TASK TO CARRY OUT
Output only the lines below from the one containing "locate: registered trademark" to the one containing "locate: skyscraper |", exactly as written, both ends kept.

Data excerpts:
Segment Open
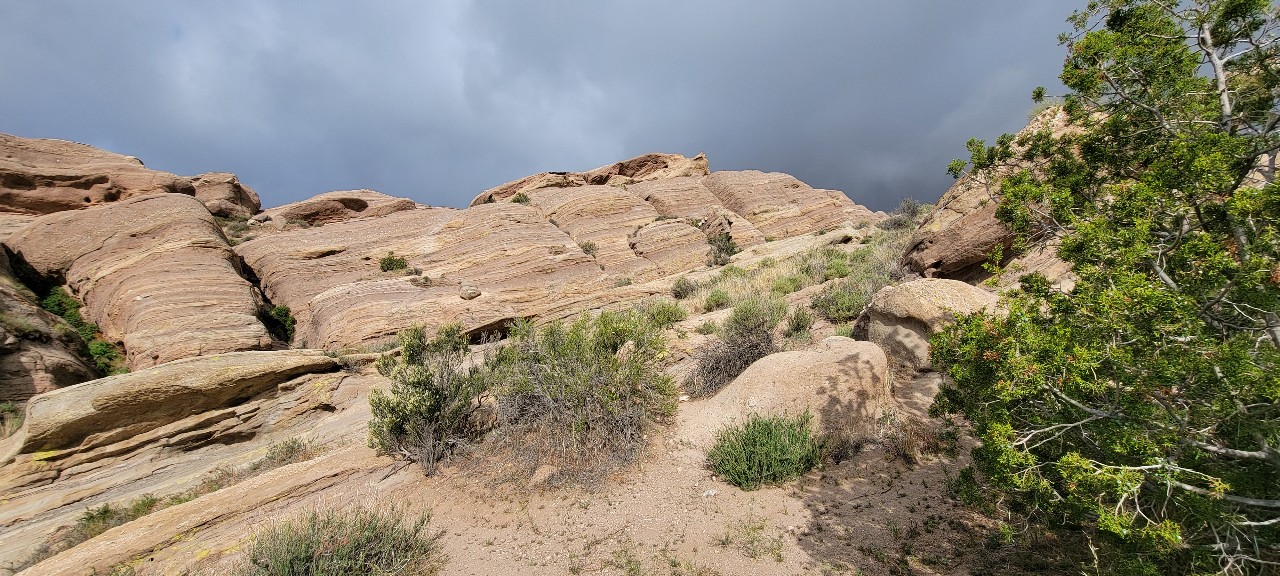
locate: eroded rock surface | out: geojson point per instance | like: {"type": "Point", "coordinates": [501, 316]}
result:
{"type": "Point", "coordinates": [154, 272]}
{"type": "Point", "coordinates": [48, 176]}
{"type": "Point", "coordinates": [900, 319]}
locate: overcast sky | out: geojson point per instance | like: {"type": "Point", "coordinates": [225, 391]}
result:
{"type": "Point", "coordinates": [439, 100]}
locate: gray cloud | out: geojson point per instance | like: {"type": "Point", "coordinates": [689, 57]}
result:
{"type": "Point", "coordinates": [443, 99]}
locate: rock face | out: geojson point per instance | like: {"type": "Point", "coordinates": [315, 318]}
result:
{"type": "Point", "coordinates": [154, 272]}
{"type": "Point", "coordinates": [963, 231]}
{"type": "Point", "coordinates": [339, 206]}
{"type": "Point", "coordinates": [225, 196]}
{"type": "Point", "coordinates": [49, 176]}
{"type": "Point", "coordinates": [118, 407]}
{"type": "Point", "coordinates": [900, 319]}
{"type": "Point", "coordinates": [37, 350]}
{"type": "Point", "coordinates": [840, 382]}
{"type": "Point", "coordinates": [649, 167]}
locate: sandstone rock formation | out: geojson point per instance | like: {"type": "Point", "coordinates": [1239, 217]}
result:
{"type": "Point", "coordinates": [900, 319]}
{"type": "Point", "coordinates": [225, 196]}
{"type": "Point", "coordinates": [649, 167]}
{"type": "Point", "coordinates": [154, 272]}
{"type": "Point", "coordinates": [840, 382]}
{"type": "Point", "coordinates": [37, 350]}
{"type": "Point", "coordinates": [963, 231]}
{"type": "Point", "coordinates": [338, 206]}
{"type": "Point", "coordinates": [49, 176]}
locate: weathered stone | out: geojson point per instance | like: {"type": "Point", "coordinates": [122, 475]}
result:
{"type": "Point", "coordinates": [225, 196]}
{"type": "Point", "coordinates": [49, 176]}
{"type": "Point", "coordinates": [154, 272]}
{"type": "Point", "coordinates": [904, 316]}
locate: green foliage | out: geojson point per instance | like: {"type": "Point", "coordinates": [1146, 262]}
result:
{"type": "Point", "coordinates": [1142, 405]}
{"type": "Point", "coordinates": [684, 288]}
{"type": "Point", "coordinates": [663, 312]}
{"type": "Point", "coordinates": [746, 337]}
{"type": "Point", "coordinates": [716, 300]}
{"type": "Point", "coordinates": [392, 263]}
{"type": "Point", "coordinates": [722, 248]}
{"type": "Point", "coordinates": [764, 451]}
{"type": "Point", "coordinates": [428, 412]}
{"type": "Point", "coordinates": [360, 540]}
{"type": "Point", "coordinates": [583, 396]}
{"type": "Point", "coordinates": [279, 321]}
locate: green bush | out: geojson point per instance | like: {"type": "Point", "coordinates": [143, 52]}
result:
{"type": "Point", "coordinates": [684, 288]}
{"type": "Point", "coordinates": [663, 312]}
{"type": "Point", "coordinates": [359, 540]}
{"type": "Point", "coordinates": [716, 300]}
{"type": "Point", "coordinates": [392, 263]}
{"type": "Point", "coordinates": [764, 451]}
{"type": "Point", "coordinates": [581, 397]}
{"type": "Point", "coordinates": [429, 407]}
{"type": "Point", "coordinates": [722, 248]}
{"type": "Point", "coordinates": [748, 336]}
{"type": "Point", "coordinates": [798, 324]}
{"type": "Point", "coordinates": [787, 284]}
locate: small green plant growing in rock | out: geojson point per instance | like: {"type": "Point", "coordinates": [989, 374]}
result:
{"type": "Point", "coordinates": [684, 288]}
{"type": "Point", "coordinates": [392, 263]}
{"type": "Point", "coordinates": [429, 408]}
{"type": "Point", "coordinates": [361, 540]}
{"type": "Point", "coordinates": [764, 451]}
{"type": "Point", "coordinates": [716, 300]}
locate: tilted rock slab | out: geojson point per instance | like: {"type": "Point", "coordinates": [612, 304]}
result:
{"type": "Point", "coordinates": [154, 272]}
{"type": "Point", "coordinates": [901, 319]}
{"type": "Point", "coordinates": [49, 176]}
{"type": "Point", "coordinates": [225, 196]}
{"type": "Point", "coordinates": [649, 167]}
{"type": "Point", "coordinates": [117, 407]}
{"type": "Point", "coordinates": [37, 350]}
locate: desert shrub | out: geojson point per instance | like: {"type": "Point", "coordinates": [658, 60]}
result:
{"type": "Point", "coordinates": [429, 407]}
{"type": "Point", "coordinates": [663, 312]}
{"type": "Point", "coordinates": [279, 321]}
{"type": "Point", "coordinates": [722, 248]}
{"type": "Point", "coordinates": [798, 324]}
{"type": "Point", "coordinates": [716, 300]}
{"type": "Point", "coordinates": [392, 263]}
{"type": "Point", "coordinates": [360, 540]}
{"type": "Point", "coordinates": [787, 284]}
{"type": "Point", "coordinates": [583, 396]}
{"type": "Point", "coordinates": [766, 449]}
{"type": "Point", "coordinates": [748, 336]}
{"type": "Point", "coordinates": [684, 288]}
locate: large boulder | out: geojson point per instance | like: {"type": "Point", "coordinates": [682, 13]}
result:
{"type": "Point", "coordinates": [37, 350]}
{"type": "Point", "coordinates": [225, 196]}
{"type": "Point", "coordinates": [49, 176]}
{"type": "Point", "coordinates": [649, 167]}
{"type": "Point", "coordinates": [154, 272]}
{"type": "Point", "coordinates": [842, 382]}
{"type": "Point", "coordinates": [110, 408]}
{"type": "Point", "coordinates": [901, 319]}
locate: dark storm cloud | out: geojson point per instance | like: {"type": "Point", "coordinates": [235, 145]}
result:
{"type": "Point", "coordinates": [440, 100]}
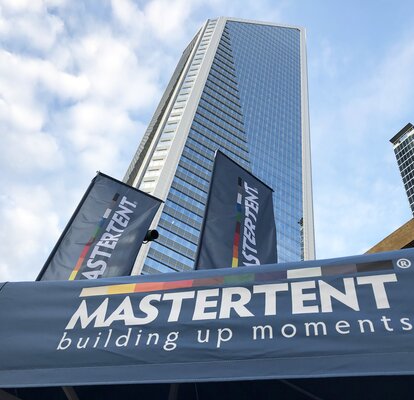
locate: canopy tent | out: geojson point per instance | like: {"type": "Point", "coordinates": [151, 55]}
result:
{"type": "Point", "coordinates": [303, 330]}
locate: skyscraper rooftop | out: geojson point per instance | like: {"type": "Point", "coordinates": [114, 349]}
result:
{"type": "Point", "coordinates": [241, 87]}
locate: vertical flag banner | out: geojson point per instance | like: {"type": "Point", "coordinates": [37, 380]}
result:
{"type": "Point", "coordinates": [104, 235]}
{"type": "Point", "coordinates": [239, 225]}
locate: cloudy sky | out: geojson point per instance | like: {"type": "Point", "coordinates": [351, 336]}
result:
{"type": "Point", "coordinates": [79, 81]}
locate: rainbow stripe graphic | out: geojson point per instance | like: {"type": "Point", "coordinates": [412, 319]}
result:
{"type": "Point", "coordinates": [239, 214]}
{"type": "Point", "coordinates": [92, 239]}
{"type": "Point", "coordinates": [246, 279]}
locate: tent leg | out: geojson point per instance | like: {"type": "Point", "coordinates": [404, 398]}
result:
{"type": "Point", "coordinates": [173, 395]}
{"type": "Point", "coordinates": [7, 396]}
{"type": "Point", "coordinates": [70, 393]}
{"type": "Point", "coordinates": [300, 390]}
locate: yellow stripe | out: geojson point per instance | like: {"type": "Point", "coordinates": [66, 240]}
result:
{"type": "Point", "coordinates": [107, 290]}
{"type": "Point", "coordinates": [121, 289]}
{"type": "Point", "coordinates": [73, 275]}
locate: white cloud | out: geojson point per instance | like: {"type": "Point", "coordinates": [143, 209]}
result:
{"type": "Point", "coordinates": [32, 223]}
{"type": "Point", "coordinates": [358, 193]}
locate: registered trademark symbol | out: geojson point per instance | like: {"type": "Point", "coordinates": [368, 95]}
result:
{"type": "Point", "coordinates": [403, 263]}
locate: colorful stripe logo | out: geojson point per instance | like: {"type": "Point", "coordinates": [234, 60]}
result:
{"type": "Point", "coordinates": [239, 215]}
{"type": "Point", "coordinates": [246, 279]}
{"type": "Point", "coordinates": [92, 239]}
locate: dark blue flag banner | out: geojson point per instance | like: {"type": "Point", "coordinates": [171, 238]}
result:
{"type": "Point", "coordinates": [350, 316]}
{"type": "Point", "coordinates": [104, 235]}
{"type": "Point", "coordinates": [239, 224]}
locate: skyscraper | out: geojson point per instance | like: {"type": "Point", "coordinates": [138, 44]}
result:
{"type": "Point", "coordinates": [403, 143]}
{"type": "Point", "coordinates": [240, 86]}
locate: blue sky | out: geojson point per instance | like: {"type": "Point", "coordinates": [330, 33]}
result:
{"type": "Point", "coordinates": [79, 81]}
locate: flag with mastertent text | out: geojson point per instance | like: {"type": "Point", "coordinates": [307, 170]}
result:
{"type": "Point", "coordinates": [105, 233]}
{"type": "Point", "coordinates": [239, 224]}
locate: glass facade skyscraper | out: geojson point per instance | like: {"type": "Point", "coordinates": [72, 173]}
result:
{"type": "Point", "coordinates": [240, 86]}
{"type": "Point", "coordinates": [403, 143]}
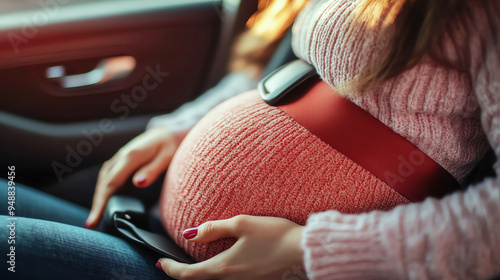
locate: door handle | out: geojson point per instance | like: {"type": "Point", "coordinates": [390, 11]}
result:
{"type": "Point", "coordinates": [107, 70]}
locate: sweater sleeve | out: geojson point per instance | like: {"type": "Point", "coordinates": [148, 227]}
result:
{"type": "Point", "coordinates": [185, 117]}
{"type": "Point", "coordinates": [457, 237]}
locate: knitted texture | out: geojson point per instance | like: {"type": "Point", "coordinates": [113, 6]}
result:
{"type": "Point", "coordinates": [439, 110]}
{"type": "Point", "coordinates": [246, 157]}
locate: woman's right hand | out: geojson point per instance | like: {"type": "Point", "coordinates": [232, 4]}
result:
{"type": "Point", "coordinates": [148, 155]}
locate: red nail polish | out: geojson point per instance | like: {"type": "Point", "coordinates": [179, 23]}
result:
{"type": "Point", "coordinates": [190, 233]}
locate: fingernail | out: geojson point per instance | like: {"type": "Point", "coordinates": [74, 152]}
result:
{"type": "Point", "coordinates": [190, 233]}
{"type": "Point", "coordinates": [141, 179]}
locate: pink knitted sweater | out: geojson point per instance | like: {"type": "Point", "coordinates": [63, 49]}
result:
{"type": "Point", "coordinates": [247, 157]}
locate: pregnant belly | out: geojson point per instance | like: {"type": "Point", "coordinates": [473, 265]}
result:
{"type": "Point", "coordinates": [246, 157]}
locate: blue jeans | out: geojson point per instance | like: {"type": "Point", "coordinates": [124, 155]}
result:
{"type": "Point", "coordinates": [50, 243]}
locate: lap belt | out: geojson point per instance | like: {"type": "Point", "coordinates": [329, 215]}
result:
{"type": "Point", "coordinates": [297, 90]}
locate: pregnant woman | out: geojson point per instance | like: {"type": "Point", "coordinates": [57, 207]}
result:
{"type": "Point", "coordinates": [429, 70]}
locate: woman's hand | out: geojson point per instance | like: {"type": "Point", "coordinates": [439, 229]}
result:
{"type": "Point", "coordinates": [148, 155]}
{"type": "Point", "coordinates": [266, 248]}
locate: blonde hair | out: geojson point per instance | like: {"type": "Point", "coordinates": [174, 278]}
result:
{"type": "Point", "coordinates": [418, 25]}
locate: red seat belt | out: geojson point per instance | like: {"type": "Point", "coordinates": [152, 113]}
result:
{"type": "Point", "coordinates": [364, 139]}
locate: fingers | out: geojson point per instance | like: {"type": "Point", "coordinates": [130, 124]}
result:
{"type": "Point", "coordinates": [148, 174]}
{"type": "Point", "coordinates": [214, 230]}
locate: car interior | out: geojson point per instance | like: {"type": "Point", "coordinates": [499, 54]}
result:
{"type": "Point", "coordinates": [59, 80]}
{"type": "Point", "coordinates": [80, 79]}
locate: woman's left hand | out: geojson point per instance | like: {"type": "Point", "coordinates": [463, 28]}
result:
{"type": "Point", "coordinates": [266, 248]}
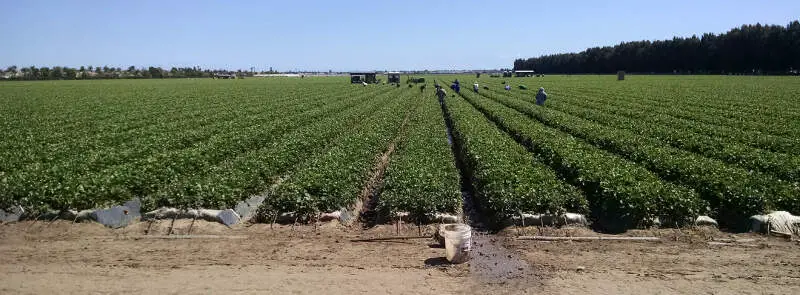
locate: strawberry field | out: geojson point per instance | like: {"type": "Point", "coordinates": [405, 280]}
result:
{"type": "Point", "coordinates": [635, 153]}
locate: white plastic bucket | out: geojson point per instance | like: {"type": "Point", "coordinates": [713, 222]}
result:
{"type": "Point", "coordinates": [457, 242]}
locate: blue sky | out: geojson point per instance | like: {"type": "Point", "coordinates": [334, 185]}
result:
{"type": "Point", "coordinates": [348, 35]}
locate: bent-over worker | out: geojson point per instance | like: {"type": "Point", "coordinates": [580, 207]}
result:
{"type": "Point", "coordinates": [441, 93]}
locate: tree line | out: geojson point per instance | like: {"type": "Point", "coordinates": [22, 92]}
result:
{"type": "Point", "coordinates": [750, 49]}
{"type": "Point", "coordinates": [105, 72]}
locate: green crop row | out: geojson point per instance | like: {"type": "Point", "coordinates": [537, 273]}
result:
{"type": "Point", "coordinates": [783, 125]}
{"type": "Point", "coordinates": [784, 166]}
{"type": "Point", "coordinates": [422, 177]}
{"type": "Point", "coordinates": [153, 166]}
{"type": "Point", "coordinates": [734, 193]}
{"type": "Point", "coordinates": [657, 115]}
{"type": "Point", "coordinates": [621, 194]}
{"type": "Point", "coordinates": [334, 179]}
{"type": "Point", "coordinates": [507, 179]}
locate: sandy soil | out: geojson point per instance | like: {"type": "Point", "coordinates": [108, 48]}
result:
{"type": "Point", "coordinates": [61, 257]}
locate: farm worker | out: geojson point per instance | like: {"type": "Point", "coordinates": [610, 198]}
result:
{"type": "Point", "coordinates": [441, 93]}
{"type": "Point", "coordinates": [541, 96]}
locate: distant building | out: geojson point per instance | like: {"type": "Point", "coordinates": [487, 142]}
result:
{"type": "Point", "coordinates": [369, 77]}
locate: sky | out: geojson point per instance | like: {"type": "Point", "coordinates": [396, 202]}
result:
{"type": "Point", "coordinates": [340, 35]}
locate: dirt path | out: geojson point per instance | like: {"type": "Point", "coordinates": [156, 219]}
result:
Segment Closed
SOLVED PROBLEM
locate: registered trademark symbol | out: geojson point per instance | like: {"type": "Point", "coordinates": [368, 95]}
result:
{"type": "Point", "coordinates": [403, 263]}
locate: colorful stripe logo | out: geojson point per instance | like: {"type": "Point", "coordinates": [234, 60]}
result:
{"type": "Point", "coordinates": [239, 215]}
{"type": "Point", "coordinates": [246, 279]}
{"type": "Point", "coordinates": [92, 239]}
locate: dark blue flag banner | out: geojson point per instance | like: {"type": "Point", "coordinates": [171, 238]}
result:
{"type": "Point", "coordinates": [350, 316]}
{"type": "Point", "coordinates": [104, 235]}
{"type": "Point", "coordinates": [239, 224]}
locate: skyscraper | out: geojson point per instance | like: {"type": "Point", "coordinates": [138, 44]}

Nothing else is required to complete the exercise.